#### EXERCISE OBJECTIVE:
Extract the text of every entry below exactly; leave images out.

#### SUPPLIED DATA:

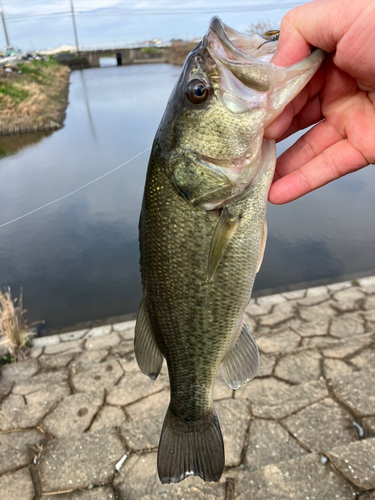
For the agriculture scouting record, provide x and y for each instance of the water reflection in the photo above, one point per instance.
(77, 260)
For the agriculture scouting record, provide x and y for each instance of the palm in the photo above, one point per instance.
(343, 137)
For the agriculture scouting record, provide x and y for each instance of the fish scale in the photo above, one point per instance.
(202, 235)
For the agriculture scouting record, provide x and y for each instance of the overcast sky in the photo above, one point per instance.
(42, 24)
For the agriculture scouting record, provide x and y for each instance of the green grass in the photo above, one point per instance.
(15, 93)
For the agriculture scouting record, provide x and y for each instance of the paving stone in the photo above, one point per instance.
(102, 376)
(129, 363)
(221, 389)
(366, 359)
(269, 443)
(80, 461)
(294, 294)
(280, 341)
(356, 462)
(101, 493)
(335, 368)
(266, 364)
(300, 367)
(35, 352)
(12, 484)
(124, 326)
(73, 415)
(335, 287)
(314, 328)
(370, 303)
(46, 341)
(98, 331)
(347, 325)
(18, 412)
(348, 300)
(369, 426)
(258, 310)
(357, 392)
(368, 496)
(135, 386)
(138, 479)
(321, 341)
(103, 341)
(296, 479)
(322, 311)
(270, 300)
(13, 372)
(234, 417)
(76, 335)
(367, 282)
(87, 360)
(58, 361)
(40, 381)
(142, 430)
(109, 416)
(322, 426)
(370, 318)
(348, 348)
(121, 350)
(316, 291)
(64, 347)
(271, 398)
(16, 448)
(281, 313)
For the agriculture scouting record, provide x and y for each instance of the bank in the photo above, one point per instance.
(33, 96)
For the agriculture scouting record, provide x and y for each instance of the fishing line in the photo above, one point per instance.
(75, 191)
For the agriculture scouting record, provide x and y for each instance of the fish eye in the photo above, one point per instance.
(197, 91)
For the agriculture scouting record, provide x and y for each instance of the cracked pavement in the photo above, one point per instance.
(79, 421)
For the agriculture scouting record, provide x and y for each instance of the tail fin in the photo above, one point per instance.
(190, 449)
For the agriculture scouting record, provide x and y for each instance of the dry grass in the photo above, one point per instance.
(36, 96)
(13, 326)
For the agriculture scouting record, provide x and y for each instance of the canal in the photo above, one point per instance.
(77, 259)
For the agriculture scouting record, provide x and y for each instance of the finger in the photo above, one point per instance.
(283, 122)
(340, 159)
(288, 123)
(307, 148)
(312, 24)
(310, 114)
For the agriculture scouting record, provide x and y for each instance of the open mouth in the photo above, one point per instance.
(240, 47)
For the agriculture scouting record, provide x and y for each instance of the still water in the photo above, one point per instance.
(77, 260)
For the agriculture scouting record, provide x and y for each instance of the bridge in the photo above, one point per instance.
(124, 56)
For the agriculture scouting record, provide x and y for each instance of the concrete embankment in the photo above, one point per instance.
(79, 419)
(34, 97)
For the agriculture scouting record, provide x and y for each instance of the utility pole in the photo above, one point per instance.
(74, 26)
(4, 25)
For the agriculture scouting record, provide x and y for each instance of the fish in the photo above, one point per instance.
(203, 231)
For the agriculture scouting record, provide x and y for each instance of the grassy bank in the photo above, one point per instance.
(35, 95)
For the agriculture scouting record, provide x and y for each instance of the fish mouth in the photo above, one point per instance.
(247, 57)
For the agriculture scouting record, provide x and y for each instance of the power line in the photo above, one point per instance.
(161, 12)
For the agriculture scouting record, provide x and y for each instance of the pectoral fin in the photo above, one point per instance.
(147, 353)
(241, 364)
(224, 231)
(263, 241)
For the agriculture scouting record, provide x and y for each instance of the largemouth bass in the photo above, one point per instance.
(203, 234)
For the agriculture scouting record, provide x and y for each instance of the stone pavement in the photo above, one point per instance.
(79, 421)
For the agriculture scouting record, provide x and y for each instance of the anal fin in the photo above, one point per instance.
(147, 353)
(224, 231)
(241, 364)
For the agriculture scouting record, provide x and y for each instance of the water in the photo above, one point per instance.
(77, 260)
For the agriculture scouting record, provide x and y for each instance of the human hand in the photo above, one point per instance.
(340, 98)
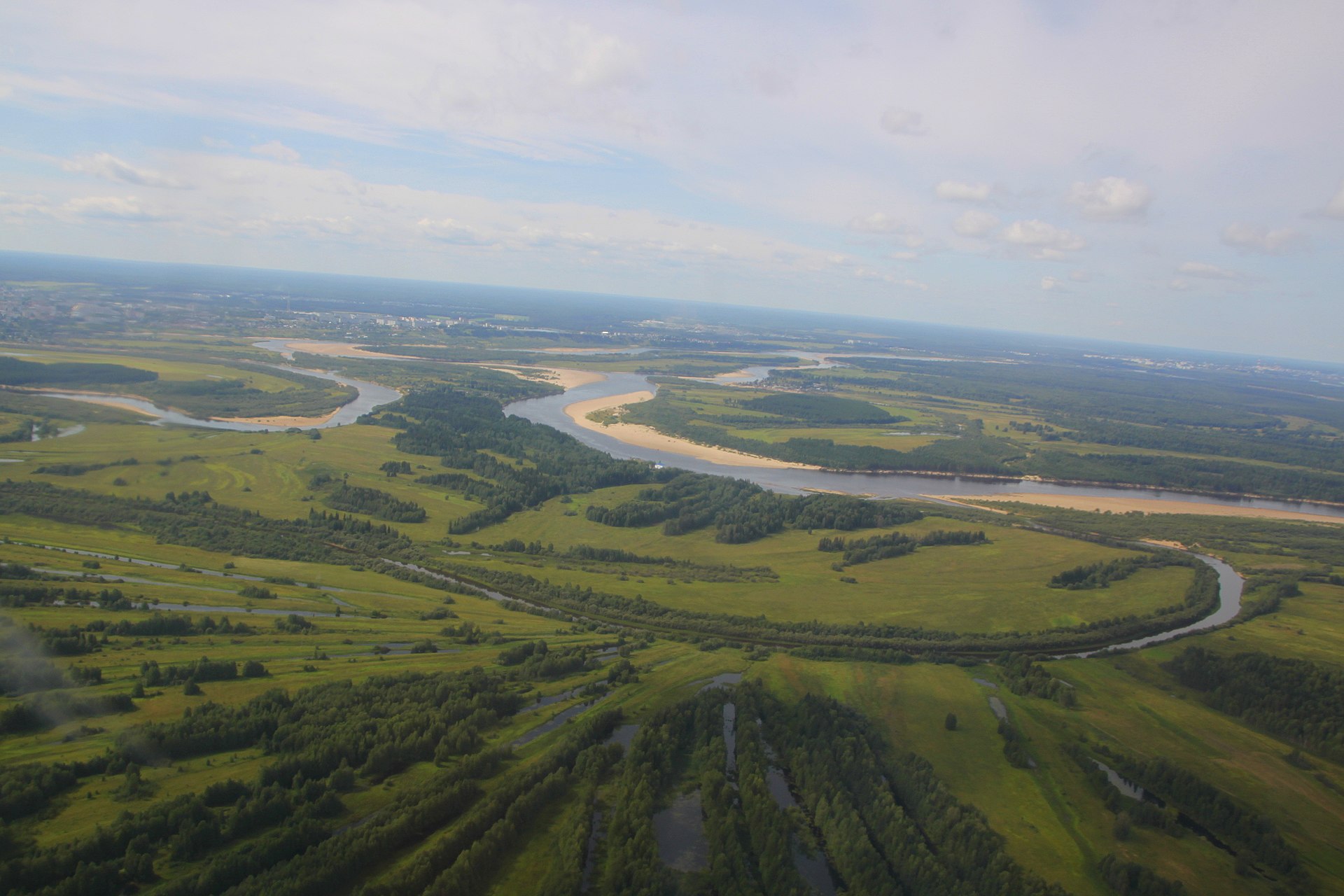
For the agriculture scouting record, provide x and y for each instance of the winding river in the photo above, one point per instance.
(370, 396)
(550, 412)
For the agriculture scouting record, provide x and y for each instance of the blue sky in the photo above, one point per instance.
(1166, 172)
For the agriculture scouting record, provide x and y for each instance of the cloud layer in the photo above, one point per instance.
(720, 152)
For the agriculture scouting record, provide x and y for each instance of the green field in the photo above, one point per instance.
(1050, 816)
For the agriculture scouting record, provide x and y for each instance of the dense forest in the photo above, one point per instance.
(1294, 699)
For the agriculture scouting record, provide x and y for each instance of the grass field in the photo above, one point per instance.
(1050, 817)
(999, 586)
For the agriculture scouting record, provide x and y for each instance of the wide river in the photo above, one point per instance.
(370, 396)
(550, 410)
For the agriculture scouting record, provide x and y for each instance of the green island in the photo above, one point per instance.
(445, 649)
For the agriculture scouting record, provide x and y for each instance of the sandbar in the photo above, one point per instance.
(277, 421)
(647, 437)
(343, 349)
(564, 377)
(1142, 505)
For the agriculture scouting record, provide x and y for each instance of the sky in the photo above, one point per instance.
(1159, 172)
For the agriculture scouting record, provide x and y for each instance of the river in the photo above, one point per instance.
(550, 410)
(370, 396)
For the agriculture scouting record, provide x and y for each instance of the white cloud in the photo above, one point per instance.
(974, 223)
(111, 168)
(902, 121)
(112, 207)
(23, 206)
(875, 223)
(277, 150)
(885, 225)
(1336, 206)
(1046, 241)
(958, 191)
(1208, 272)
(1110, 198)
(449, 230)
(1257, 239)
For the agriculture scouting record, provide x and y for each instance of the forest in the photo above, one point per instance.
(448, 650)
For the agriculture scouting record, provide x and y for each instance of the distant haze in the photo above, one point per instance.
(1164, 174)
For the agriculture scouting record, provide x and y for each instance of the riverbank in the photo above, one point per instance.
(302, 422)
(562, 377)
(650, 438)
(1130, 505)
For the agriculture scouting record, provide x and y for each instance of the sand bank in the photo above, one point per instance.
(279, 421)
(343, 349)
(562, 377)
(1142, 505)
(650, 438)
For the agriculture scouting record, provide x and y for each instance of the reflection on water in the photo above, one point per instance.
(550, 410)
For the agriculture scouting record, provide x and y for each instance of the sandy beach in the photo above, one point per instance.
(562, 377)
(651, 438)
(112, 400)
(1142, 505)
(343, 349)
(279, 421)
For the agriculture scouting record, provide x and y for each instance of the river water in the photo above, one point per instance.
(550, 410)
(370, 397)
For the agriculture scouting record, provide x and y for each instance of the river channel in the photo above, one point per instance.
(370, 396)
(550, 410)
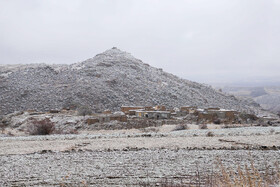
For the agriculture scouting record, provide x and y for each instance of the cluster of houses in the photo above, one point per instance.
(159, 112)
(209, 115)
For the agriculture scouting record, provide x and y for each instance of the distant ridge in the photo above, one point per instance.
(107, 81)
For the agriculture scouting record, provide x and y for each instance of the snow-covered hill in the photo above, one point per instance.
(107, 81)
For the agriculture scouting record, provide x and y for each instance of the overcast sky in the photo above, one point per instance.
(200, 40)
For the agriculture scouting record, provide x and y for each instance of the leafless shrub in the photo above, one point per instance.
(210, 134)
(150, 129)
(65, 131)
(41, 127)
(3, 124)
(84, 110)
(203, 126)
(10, 133)
(217, 121)
(181, 127)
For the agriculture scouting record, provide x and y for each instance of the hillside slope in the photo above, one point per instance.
(107, 81)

#### TASK RESPONSE:
For the agriculture scouting record, provide x and y for each instance of the water reflection in the photo above, one point per instance.
(77, 260)
For the agriculture scouting record, provide x and y for each instance of the palm in the photo above, one point per instance.
(343, 137)
For the agriculture scouting record, provide x and y for each instance of the fish scale in the photo above, one point per instance.
(202, 235)
For the agriculture scouting record, provide x and y for each instance of the overcast sky in the photo above, one point per instance.
(42, 24)
For the agriculture scouting record, provide x and y for each instance of the green grass in the photo above, one point per instance.
(15, 93)
For the agriculture scouting record, provide x and y for each instance of the paving stone in the photo above, one point per instance.
(102, 376)
(129, 363)
(221, 389)
(366, 359)
(269, 443)
(80, 461)
(294, 294)
(280, 341)
(356, 462)
(101, 493)
(335, 368)
(266, 364)
(300, 367)
(35, 352)
(12, 484)
(124, 326)
(73, 415)
(335, 287)
(314, 328)
(370, 303)
(46, 341)
(98, 331)
(347, 325)
(18, 412)
(348, 300)
(369, 426)
(258, 310)
(357, 392)
(368, 496)
(135, 386)
(138, 479)
(321, 341)
(103, 341)
(296, 479)
(322, 311)
(270, 300)
(13, 372)
(234, 417)
(76, 335)
(367, 282)
(87, 360)
(58, 361)
(40, 381)
(142, 430)
(109, 416)
(322, 426)
(370, 318)
(348, 348)
(121, 350)
(316, 291)
(64, 347)
(271, 398)
(16, 448)
(281, 313)
For the agriculture scouting record, provide x and y for each instance of the bank in the photo above, one point per instance.
(33, 96)
For the agriculture scouting record, provide x and y for each instance of the fishing line in the photo above, one point per instance.
(75, 191)
For the agriculture scouting record, provide x and y for each instance of the fish eye in the photo above, one point per instance.
(197, 91)
For the agriculture scouting record, provide x and y for each instance of the cracked pavement in the photo above, one point per instance.
(79, 421)
For the agriculture scouting record, provide x and y for each instance of the tail fin in the photo above, one point per instance.
(190, 449)
For the agriculture scouting record, provide x and y for each instance of the dry grass in the photo above, one point per instance.
(36, 96)
(13, 326)
For the agriculture scouting record, provide x and y for each instance of the canal in the photo above, one point per instance.
(77, 259)
For the agriculture scouting record, provide x and y for each instance of the finger in the photo above, one point per instance.
(283, 122)
(340, 159)
(288, 123)
(307, 148)
(312, 24)
(310, 114)
For the agriculture scouting record, provide x and y for each instance of the open mouth in the photo above, one point per instance.
(240, 47)
For the agriculture scouting record, provide x and y for each instance of the still water in the photo above, one point per instance.
(77, 260)
For the agriculture scouting record, provide x and y for each instance of the bridge in the photo above, one point per instance.
(124, 56)
For the agriculture scouting record, provide x and y for each instance of the concrete embankment in the photo above, one point per instance.
(79, 419)
(34, 97)
For the agriculture scouting record, provide x and y for each instance of the utility pole in the photo above, one point per instance.
(74, 26)
(4, 25)
For the agriculture scouting record, provide x and y for each instance of the fish in the photo above, one point per instance.
(203, 231)
For the agriculture scouting record, provide x and y for each instance of the grassy bank in the photo above, one point per instance.
(35, 95)
For the agriculture scouting record, provide x and y for each instance of the fish mouth in the photo above, one point per instance.
(247, 57)
For the agriculture scouting record, provide x and y for each instance of the power line in the photo above, one point per instance.
(161, 12)
For the agriculture scouting record, provide x and y for each instance of the pectoral fin in the photo above, one point per instance.
(147, 353)
(241, 364)
(224, 231)
(263, 241)
For the agriculture scouting record, provide x and y for each instance of the largemouth bass in the photo above, one point per instance.
(203, 234)
For the agriculture scouting record, provide x and y for each instance of the stone pavement in the photo above, one point per instance.
(79, 421)
For the agriculture scouting record, provide x and y for each instance of the anal fin in the photo above, one point per instance.
(147, 353)
(224, 231)
(241, 364)
For the agriculture scouting record, provide x and y for each instance of the water in the photo above, one point per instance.
(77, 260)
For the agriculture scouting record, provide x and y for each instance of the human hand in the photo above, one point per instance.
(340, 98)
For the agriculture scouting record, provide x and y for each instance of the winding river in the photo above, one point per instance.
(370, 396)
(550, 412)
For the agriculture scouting record, provide x and y for each instance of the blue sky in the photo above, one point per instance.
(1166, 172)
For the agriculture scouting record, provide x and y for each instance of the cloud layer in the photo above, one point per instance.
(720, 152)
For the agriculture scouting record, provide x and y for each instance of the green field in the photo above, one point per instance.
(1050, 816)
For the agriculture scouting record, provide x and y for each instance of the dense forest in the photo above, one point per instance.
(1294, 699)
For the agriculture scouting record, provide x and y for each instance of the grass field in the photo above, one point per instance.
(1050, 817)
(999, 586)
For the agriculture scouting record, provide x and y for each instance of the wide river in the photo above, one point per instance.
(370, 396)
(550, 410)
For the agriculture scouting record, provide x and y for each instance of the green island in the photo above, one point per instance.
(445, 649)
For the agriculture scouting record, provide x and y for each instance of the sandbar in the photo above, one point per instance.
(277, 421)
(647, 437)
(343, 349)
(564, 377)
(1142, 505)
For the agriculture scouting record, provide x and y for each instance of the sky in the photo above, one point per instance.
(1159, 172)
For the agriculture scouting record, provide x and y for each instance of the river in the photo above, one point per instance.
(550, 410)
(370, 396)
For the agriculture scouting record, provide x and y for each instance of the white cloud in the photo above, one point per instance.
(974, 223)
(111, 168)
(902, 121)
(112, 207)
(23, 206)
(875, 223)
(277, 150)
(885, 225)
(1336, 206)
(1046, 241)
(958, 191)
(1208, 272)
(1110, 198)
(449, 230)
(1257, 239)
For the agriculture scouting record, provide x and y for each instance of the forest in the photo above, one point per instance.
(448, 650)
For the agriculture scouting record, provide x and y for each instance of the distant haze in the photo above, one point per instance.
(1164, 174)
For the agriculture scouting record, provide x and y for each instance of the riverbank in the photo above, one point per instance.
(302, 422)
(562, 377)
(650, 438)
(1130, 505)
For the agriculture scouting record, provide x and y for each instance of the sand bank in the photo above, one point per instance.
(279, 421)
(343, 349)
(562, 377)
(1142, 505)
(650, 438)
For the agriculture scouting record, provide x and y for each instance of the reflection on water in the photo above, one point per instance.
(550, 410)
For the agriculture scouting record, provide x and y for each instance of the sandy beach in the photo above, one point per instance.
(562, 377)
(651, 438)
(112, 400)
(1142, 505)
(343, 349)
(279, 421)
For the agriculture scouting record, provide x and y for each instance of the river water in the photo above, one point per instance.
(550, 410)
(370, 397)
For the agriculture scouting record, provide x and y for each instance of the river channel in the photo above, one point per instance.
(370, 396)
(550, 410)
For the agriculture scouting record, provide x and y for each instance of the cluster of houses in the photo above, one point per instance.
(159, 112)
(209, 115)
For the agriculture scouting record, provide x and y for each instance of the distant ridge in the photo above, one point per instance.
(107, 81)
For the agriculture scouting record, provide x and y for each instance of the snow-covered hill in the photo above, one point per instance.
(107, 81)
For the agriculture scouting record, provide x and y for each instance of the overcast sky in the photo above, one point per instance.
(200, 40)
For the agriculture scouting record, provide x and y for each instance of the leafless shrub in the photo above, one point per instance.
(210, 134)
(150, 129)
(65, 131)
(41, 127)
(3, 124)
(84, 110)
(203, 126)
(10, 133)
(217, 121)
(181, 127)
For the agriculture scouting record, provide x and y for each instance of the hillside slope in the photo above, one point per instance.
(107, 81)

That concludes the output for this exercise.